**MATERIALS PROVIDED**
□ □ □ □

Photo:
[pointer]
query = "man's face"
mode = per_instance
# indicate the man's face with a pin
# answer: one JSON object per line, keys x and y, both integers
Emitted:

□ □ □ □

**YOUR ASSIGNMENT**
Each line that contains the string "face" should be copied from the data above.

**EXERCISE RESULT**
query = "man's face"
# indicate the man's face with a pin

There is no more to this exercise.